* Supplied data:
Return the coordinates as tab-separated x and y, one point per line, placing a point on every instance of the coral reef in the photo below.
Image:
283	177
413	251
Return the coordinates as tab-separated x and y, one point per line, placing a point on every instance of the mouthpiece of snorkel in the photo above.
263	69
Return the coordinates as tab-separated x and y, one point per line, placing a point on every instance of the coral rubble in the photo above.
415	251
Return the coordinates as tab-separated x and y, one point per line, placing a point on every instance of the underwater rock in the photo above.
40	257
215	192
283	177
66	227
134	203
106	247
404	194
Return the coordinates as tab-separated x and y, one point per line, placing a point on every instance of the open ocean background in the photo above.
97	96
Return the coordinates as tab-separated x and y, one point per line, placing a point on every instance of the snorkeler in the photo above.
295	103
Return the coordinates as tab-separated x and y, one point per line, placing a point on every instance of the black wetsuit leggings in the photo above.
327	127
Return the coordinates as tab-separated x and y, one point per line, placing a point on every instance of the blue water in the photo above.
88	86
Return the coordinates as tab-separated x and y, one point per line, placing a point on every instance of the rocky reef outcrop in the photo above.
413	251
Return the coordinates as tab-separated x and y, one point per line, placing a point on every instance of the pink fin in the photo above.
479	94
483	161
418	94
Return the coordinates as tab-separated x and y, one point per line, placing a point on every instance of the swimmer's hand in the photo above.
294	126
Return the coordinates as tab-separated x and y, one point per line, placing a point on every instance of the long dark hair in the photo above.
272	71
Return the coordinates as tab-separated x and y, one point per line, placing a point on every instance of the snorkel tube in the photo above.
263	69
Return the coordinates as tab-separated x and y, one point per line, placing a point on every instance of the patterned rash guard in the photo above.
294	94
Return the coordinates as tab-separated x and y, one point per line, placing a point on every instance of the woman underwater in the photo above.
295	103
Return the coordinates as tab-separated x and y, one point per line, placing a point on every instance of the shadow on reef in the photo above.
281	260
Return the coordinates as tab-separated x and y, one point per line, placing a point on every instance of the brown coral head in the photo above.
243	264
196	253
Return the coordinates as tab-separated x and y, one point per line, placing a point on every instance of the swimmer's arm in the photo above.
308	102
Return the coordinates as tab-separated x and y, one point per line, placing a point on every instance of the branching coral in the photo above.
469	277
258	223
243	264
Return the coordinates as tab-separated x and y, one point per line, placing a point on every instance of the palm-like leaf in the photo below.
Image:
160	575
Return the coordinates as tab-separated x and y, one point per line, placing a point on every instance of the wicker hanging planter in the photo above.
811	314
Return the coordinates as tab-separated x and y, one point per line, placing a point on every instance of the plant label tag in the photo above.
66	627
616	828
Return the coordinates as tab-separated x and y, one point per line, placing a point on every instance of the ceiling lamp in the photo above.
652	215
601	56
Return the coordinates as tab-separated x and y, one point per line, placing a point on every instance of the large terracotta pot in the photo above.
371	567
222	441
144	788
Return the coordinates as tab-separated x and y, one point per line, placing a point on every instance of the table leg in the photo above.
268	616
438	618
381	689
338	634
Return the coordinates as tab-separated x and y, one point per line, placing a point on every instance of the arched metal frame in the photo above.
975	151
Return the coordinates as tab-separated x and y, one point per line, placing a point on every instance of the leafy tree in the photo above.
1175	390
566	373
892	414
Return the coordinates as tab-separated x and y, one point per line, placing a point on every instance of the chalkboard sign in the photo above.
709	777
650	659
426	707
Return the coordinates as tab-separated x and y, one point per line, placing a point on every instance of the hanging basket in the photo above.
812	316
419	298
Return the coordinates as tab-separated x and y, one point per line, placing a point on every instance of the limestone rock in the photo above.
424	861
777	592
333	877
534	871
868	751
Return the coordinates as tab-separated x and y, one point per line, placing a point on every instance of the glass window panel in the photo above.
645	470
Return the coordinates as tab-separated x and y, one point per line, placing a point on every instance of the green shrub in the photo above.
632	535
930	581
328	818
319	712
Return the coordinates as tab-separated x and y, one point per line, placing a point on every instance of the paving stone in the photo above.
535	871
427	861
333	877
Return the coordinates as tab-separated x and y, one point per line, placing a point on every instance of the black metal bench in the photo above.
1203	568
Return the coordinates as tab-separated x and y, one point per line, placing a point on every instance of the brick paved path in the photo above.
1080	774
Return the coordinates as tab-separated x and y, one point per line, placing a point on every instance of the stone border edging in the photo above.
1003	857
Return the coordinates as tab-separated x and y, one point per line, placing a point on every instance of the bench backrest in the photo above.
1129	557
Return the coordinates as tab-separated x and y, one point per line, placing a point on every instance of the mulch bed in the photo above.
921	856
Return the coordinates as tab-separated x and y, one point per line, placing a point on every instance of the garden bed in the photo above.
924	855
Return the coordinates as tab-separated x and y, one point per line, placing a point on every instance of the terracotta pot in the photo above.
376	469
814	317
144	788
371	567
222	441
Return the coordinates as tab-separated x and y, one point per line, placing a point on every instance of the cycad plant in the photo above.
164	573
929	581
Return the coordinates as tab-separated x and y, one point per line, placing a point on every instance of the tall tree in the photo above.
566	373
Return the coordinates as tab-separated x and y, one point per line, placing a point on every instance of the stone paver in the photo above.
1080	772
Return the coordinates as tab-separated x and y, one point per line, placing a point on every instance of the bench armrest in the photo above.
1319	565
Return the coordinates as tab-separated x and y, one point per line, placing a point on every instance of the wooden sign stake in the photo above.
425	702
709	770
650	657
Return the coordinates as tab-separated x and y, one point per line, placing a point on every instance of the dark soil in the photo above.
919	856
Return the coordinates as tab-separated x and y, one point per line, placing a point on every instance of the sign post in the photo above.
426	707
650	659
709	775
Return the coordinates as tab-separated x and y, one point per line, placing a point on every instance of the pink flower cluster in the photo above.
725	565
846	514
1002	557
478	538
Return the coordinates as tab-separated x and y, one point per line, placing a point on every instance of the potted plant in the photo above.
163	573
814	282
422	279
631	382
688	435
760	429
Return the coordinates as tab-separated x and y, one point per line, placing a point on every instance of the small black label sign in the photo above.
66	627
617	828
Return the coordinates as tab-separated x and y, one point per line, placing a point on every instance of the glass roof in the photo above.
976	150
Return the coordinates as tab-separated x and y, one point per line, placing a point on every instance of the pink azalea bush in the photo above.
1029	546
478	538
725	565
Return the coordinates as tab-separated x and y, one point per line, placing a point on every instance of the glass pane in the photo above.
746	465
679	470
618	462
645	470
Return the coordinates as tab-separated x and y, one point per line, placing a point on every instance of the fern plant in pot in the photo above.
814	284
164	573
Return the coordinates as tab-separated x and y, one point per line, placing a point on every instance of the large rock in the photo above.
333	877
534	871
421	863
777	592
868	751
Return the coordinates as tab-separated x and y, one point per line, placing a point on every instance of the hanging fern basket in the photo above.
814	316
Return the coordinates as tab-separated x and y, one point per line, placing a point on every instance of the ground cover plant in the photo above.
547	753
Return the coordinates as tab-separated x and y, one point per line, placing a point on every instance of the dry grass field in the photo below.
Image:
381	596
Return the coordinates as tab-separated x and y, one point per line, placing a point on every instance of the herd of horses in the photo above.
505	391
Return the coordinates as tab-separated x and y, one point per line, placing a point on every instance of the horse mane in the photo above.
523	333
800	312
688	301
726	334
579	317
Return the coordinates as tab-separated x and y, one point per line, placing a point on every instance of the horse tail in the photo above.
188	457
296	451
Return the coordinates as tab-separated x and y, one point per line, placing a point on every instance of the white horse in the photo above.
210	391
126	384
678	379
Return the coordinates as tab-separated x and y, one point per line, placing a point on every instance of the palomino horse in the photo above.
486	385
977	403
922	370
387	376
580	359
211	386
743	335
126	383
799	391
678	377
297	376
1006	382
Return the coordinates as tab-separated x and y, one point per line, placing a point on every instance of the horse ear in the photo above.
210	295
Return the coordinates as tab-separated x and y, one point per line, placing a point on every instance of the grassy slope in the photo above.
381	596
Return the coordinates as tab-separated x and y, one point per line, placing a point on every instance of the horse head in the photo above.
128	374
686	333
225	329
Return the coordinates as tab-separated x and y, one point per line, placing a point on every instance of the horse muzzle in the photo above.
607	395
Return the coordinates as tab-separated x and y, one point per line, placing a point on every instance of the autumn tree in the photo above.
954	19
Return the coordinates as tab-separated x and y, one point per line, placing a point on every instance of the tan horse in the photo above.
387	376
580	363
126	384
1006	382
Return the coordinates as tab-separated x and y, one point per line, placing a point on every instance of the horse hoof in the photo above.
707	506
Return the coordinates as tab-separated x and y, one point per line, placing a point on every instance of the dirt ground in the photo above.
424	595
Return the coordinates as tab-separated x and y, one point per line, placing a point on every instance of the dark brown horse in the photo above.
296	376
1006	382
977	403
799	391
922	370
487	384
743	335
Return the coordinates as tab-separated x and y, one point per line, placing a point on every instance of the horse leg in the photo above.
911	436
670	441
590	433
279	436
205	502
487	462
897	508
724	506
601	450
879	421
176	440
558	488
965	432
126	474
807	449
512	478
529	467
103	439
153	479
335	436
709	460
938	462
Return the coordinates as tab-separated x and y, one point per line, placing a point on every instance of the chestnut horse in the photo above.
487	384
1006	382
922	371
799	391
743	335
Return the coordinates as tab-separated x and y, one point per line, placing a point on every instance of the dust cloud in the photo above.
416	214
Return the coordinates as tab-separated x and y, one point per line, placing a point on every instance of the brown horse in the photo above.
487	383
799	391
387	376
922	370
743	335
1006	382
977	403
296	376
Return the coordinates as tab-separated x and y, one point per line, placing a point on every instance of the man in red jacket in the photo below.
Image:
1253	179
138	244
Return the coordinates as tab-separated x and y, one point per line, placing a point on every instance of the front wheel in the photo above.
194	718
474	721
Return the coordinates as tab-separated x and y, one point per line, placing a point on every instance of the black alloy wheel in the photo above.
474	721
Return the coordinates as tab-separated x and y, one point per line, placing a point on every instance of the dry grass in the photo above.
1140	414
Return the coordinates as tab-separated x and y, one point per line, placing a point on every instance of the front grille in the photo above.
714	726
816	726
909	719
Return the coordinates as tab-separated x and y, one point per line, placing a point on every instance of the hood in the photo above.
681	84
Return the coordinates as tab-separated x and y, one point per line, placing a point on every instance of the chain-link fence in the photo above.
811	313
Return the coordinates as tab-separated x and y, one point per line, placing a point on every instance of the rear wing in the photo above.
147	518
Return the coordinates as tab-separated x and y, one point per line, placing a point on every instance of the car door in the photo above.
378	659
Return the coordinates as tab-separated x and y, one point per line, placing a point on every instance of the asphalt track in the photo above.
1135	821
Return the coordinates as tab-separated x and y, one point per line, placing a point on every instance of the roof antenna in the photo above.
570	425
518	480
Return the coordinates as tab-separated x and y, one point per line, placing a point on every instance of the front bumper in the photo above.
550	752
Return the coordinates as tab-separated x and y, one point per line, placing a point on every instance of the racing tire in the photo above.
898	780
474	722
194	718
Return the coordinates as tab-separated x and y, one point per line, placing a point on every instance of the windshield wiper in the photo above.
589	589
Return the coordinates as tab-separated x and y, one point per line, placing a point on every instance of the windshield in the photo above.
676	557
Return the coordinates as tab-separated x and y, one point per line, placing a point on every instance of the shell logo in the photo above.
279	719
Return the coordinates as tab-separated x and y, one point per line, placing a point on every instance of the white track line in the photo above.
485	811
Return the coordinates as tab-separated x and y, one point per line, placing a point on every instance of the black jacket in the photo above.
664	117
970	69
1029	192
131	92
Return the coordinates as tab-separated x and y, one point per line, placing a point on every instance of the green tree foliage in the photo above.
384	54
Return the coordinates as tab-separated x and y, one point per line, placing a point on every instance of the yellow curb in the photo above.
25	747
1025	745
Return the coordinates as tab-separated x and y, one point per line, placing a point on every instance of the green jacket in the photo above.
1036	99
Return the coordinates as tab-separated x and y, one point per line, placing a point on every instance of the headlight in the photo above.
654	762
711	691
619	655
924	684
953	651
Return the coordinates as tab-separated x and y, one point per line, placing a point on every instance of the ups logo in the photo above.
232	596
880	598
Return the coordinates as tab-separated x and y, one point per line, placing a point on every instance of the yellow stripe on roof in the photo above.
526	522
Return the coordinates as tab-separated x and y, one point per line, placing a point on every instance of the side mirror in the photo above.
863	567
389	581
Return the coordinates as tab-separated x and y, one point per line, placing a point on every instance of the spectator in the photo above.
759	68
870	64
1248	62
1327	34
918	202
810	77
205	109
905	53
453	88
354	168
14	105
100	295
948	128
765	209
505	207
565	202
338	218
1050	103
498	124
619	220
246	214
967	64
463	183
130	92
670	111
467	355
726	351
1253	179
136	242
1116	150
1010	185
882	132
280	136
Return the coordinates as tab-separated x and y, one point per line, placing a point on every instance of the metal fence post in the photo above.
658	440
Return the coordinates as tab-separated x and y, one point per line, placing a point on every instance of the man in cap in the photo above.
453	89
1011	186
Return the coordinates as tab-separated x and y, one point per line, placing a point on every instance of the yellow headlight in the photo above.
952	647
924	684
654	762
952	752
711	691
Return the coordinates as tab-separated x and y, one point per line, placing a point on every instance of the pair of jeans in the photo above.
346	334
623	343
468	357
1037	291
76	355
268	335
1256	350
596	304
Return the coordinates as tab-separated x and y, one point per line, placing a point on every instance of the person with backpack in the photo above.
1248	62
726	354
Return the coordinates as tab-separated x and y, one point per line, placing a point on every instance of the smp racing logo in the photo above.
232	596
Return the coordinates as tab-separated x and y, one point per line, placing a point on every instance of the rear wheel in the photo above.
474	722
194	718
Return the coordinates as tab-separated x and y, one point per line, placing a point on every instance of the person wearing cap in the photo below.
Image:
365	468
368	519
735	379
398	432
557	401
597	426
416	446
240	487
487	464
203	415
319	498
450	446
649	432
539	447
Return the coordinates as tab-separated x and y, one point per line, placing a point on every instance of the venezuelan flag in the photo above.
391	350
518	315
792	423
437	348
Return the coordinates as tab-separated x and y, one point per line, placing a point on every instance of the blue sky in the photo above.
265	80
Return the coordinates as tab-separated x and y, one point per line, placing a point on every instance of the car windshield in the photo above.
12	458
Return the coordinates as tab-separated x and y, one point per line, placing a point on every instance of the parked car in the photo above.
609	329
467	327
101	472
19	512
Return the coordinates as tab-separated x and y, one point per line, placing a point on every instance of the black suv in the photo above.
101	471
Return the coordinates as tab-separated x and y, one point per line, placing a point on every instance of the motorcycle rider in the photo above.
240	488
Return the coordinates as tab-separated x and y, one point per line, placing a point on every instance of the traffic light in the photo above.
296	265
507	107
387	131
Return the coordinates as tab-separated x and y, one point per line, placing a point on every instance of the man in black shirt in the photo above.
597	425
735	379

* What is needed: Starting from the line containing "sky in the photo above.", repeat each line through the end of the entries, exactly.

* Answer:
Return the coordinates as tab-separated x and y, one point per line, placing a point on every instance of the blue sky in the photo above.
265	80
Return the coordinates as tab-separated x and y, one point per line, placing a point on every instance of the car windshield in the photo above.
12	458
Return the coordinates as tab-separated x and y, one point per line, placing a point on every instance of the parked car in the photo above.
609	329
467	327
101	472
19	512
Return the coordinates as tab-separated x and y, one point per line, placing a point on every instance of the black suv in the photo above.
101	471
Return the coordinates as tab-separated x and y, one point per line, placing a point on every instance of the motorcycle rider in the photo above.
240	488
Return the coordinates as tab-separated x and y, one point per line, placing a point on every instance of the traffic light in the photo above.
296	265
507	107
387	131
Return the coordinates as tab-separated x and y, one point per line, placing a point on every instance of the man in black shirt in the photo above.
597	425
735	379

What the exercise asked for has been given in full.